Top of The data

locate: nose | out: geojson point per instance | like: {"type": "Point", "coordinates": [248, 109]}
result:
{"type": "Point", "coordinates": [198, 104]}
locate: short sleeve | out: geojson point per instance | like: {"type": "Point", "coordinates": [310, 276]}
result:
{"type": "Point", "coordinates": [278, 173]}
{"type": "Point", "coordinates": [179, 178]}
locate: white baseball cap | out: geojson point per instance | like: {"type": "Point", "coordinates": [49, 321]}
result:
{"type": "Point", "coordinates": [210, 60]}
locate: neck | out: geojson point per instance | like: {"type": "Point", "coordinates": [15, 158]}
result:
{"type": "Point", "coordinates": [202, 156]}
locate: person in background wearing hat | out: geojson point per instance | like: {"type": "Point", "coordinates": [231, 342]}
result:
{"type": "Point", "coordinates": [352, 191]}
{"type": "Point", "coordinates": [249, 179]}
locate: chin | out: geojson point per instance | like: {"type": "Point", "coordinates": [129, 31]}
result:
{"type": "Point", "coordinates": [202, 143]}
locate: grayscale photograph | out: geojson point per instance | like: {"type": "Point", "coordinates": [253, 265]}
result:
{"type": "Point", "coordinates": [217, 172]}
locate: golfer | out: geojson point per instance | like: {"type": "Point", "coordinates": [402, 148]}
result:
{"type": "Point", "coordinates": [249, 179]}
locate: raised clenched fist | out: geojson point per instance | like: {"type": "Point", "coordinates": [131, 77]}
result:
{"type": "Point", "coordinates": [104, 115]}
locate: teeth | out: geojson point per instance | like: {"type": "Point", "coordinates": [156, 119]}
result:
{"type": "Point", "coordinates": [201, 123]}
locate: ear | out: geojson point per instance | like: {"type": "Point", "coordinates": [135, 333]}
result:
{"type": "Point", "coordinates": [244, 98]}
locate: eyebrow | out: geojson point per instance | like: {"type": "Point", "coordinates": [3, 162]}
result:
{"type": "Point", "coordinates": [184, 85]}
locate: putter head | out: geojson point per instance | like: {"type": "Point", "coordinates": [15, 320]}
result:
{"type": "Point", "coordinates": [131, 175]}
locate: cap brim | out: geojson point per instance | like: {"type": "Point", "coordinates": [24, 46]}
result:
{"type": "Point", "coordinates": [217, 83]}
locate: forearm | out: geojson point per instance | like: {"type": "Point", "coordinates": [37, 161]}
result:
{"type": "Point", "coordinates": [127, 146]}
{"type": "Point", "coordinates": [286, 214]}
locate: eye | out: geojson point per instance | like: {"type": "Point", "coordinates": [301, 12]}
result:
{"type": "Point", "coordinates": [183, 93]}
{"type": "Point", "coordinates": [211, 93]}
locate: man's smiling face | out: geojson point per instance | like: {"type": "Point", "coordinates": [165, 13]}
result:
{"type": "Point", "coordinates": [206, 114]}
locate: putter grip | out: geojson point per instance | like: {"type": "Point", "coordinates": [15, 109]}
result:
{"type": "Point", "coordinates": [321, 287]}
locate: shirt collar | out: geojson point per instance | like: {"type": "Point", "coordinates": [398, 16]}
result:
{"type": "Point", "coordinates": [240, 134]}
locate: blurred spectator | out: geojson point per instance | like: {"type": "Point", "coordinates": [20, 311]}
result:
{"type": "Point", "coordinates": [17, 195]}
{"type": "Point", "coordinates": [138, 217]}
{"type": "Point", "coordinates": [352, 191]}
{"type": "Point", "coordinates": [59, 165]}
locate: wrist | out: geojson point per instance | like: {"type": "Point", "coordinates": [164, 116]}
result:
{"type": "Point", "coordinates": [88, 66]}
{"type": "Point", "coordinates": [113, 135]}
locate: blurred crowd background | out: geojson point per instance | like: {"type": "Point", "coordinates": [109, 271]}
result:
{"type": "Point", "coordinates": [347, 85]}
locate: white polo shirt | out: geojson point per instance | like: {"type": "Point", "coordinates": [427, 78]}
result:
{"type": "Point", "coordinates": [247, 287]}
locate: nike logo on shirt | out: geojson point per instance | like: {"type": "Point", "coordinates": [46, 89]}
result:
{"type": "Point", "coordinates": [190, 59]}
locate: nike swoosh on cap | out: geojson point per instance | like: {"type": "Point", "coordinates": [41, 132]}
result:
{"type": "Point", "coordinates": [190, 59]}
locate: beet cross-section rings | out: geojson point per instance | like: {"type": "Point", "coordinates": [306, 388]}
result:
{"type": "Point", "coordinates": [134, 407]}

Bottom of The data

## Directions for this task
Nothing but the complete listing, repeated exactly, belongs in the answer.

## Task answer
locate: nose | out: geojson point per instance | like: {"type": "Point", "coordinates": [248, 109]}
result:
{"type": "Point", "coordinates": [198, 104]}
locate: short sleeve | out: geojson point per instance | like: {"type": "Point", "coordinates": [310, 276]}
result:
{"type": "Point", "coordinates": [278, 173]}
{"type": "Point", "coordinates": [179, 178]}
locate: white baseball cap | out: geojson point per instance | like: {"type": "Point", "coordinates": [49, 321]}
result:
{"type": "Point", "coordinates": [210, 60]}
locate: neck | out: geojson point per instance | like: {"type": "Point", "coordinates": [15, 158]}
result:
{"type": "Point", "coordinates": [202, 156]}
locate: person in background wearing hat | out: geojson point per instance | like: {"type": "Point", "coordinates": [231, 342]}
result:
{"type": "Point", "coordinates": [352, 191]}
{"type": "Point", "coordinates": [249, 179]}
locate: chin | out: geojson point per instance | like: {"type": "Point", "coordinates": [129, 31]}
result:
{"type": "Point", "coordinates": [202, 143]}
locate: grayscale photograph | out: geojson point per instance | like: {"type": "Point", "coordinates": [253, 265]}
result:
{"type": "Point", "coordinates": [217, 172]}
locate: golfer | out: geojson point per instance | like: {"type": "Point", "coordinates": [402, 148]}
result:
{"type": "Point", "coordinates": [249, 179]}
locate: raised clenched fist | out: geojson point per instance | like: {"type": "Point", "coordinates": [131, 77]}
result:
{"type": "Point", "coordinates": [104, 115]}
locate: teeth | out: geojson point per instance | like: {"type": "Point", "coordinates": [156, 119]}
result:
{"type": "Point", "coordinates": [201, 123]}
locate: ear | out: geojson point per instance | like: {"type": "Point", "coordinates": [135, 333]}
result:
{"type": "Point", "coordinates": [244, 98]}
locate: eyebrow | out: geojson point per instance | like: {"type": "Point", "coordinates": [3, 162]}
result:
{"type": "Point", "coordinates": [184, 85]}
locate: putter head | out: geojson point per instance | like: {"type": "Point", "coordinates": [15, 320]}
result:
{"type": "Point", "coordinates": [131, 175]}
locate: cap brim | out: geojson point per instance | like: {"type": "Point", "coordinates": [24, 46]}
result:
{"type": "Point", "coordinates": [217, 83]}
locate: forearm | out: geojson point per instance | like: {"type": "Point", "coordinates": [37, 161]}
result:
{"type": "Point", "coordinates": [127, 146]}
{"type": "Point", "coordinates": [286, 214]}
locate: eye | out: geojson point per instance | like: {"type": "Point", "coordinates": [301, 12]}
result:
{"type": "Point", "coordinates": [183, 93]}
{"type": "Point", "coordinates": [211, 93]}
locate: man's smiling face | out: geojson point per instance | like: {"type": "Point", "coordinates": [165, 13]}
result:
{"type": "Point", "coordinates": [206, 114]}
locate: putter grip | out: geojson point per instance | like: {"type": "Point", "coordinates": [15, 109]}
result:
{"type": "Point", "coordinates": [321, 287]}
locate: shirt collar | out: geojson point per instance | like: {"type": "Point", "coordinates": [398, 16]}
result:
{"type": "Point", "coordinates": [240, 134]}
locate: blurred spectator | out: geojson point per instance | like: {"type": "Point", "coordinates": [20, 311]}
result:
{"type": "Point", "coordinates": [17, 195]}
{"type": "Point", "coordinates": [138, 217]}
{"type": "Point", "coordinates": [352, 191]}
{"type": "Point", "coordinates": [59, 165]}
locate: wrist | out: geojson point per instance | like: {"type": "Point", "coordinates": [164, 116]}
result:
{"type": "Point", "coordinates": [88, 66]}
{"type": "Point", "coordinates": [113, 135]}
locate: blurred crowd background | out: geojson point per instance | like: {"type": "Point", "coordinates": [109, 271]}
result:
{"type": "Point", "coordinates": [347, 85]}
locate: white polo shirt | out: geojson point per instance | like: {"type": "Point", "coordinates": [427, 78]}
result:
{"type": "Point", "coordinates": [247, 287]}
locate: nike logo on shirt | out: geojson point per instance | like: {"type": "Point", "coordinates": [46, 89]}
result:
{"type": "Point", "coordinates": [190, 59]}
locate: nike swoosh on cap | out: geojson point per instance | like: {"type": "Point", "coordinates": [41, 132]}
result:
{"type": "Point", "coordinates": [190, 59]}
locate: beet cross-section rings | out: geojson point per instance | like: {"type": "Point", "coordinates": [306, 388]}
result:
{"type": "Point", "coordinates": [134, 407]}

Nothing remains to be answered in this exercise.